▶ Your goal
Could you output each line of the data that follows exactly?

Entries taken from a collection
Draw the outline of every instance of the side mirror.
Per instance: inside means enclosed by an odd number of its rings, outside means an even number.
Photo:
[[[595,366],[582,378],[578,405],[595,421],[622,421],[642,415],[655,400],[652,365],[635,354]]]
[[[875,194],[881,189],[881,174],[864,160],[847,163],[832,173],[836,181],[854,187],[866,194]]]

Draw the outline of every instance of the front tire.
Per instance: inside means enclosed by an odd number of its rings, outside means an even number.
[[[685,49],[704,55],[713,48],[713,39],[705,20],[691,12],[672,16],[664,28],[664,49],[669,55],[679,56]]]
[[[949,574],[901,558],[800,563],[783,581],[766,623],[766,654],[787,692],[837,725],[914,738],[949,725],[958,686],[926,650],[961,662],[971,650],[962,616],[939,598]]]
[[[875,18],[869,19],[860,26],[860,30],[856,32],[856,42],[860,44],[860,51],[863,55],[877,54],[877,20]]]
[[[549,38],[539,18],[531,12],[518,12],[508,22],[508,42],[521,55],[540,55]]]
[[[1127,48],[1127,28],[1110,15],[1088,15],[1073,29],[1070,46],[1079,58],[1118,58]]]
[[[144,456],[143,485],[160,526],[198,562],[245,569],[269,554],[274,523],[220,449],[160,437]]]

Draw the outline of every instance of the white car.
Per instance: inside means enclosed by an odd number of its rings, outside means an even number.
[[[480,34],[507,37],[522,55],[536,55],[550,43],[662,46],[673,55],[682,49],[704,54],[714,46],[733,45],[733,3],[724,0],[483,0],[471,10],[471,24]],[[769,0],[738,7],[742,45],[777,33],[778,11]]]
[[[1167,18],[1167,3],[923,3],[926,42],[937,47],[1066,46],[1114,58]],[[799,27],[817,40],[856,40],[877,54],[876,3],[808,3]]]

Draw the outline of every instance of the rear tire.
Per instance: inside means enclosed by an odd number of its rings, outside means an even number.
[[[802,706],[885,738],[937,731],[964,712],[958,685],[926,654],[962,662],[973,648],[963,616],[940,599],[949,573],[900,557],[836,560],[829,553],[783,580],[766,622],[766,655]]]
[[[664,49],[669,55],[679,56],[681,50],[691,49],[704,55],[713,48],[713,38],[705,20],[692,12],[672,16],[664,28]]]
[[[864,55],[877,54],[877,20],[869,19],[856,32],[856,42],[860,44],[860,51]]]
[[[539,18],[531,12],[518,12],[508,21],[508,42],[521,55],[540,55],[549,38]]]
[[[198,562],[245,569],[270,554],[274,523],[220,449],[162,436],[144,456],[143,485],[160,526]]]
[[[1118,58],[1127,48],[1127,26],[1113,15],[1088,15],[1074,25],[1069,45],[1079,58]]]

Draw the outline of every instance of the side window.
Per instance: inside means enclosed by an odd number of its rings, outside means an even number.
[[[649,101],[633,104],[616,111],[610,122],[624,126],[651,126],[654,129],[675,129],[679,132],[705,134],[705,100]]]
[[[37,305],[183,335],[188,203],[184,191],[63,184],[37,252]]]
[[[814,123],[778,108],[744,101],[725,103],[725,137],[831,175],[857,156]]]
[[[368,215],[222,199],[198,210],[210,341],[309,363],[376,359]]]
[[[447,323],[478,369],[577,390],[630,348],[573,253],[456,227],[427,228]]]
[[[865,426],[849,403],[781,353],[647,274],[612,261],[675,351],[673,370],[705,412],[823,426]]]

▶ Response to the task
Draw the outline of every instance of the side mirror.
Per instance: inside means enclosed by an odd number of its rings, outside means an even number.
Photo:
[[[595,366],[582,378],[578,405],[595,421],[622,421],[642,415],[655,400],[652,365],[635,354]]]
[[[875,194],[881,189],[881,174],[864,160],[847,163],[832,173],[836,181],[854,187],[866,194]]]

Draw the outline of every instance of the front tire.
Per instance: inside means enclosed by an odd number of its rings, outside means an even number.
[[[685,49],[704,55],[713,48],[713,39],[705,20],[691,12],[672,16],[664,28],[664,49],[669,55],[679,56]]]
[[[949,574],[901,558],[800,563],[783,581],[766,623],[766,654],[787,692],[837,725],[914,738],[949,725],[958,686],[926,650],[961,662],[971,650],[962,616],[939,598]]]
[[[875,18],[869,19],[860,26],[860,30],[856,32],[856,42],[860,44],[860,51],[863,55],[877,54],[877,20]]]
[[[549,38],[539,18],[531,12],[518,12],[508,22],[508,42],[521,55],[540,55]]]
[[[1127,48],[1127,28],[1110,15],[1088,15],[1073,29],[1070,46],[1079,58],[1118,58]]]
[[[144,456],[143,485],[160,526],[198,562],[245,569],[269,554],[274,523],[220,449],[160,437]]]

Draw the outline of every instance of the white car.
Per instance: inside means enclosed by an odd number of its rings, outside means an even number.
[[[480,34],[507,37],[522,55],[536,55],[550,43],[662,46],[673,55],[682,49],[704,54],[714,46],[733,45],[733,3],[724,0],[483,0],[471,10],[471,24]],[[769,0],[738,7],[742,45],[777,33],[778,11]]]
[[[1167,18],[1167,3],[923,3],[926,42],[937,47],[1066,46],[1114,58]],[[799,27],[817,40],[856,40],[877,54],[876,3],[808,3]]]

Draw the outline of every instance of the rear tire.
Per instance: inside means enclosed by an odd number of its rings, outside means an even number.
[[[802,706],[885,738],[937,731],[964,712],[958,685],[926,654],[962,662],[973,648],[963,616],[940,599],[949,573],[900,557],[836,560],[829,553],[783,580],[766,622],[766,655]]]
[[[664,49],[669,55],[679,56],[681,50],[691,49],[704,55],[713,48],[713,38],[705,20],[692,12],[672,16],[664,28]]]
[[[864,55],[877,54],[877,20],[869,19],[856,32],[856,42],[860,44],[860,51]]]
[[[539,18],[531,12],[518,12],[508,21],[508,42],[521,55],[540,55],[549,38]]]
[[[198,562],[245,569],[270,554],[274,523],[220,449],[162,436],[144,456],[143,485],[160,526]]]
[[[1118,58],[1127,48],[1127,26],[1113,15],[1088,15],[1074,25],[1069,45],[1079,58]]]

Draw the outline of every instance of the side window.
Per instance: inside means enclosed by an odd number of its rings, outside means an even number.
[[[649,101],[633,104],[616,111],[610,122],[624,126],[651,126],[654,129],[675,129],[679,132],[705,134],[705,100]]]
[[[37,305],[183,335],[188,203],[184,191],[63,184],[37,252]]]
[[[814,123],[778,108],[744,101],[725,103],[725,137],[831,175],[857,156]]]
[[[368,215],[222,199],[198,210],[210,341],[309,363],[376,359]]]
[[[447,323],[478,369],[577,390],[630,348],[573,253],[456,227],[427,228]]]
[[[865,426],[849,403],[781,353],[647,274],[612,261],[675,351],[673,370],[705,412],[823,426]]]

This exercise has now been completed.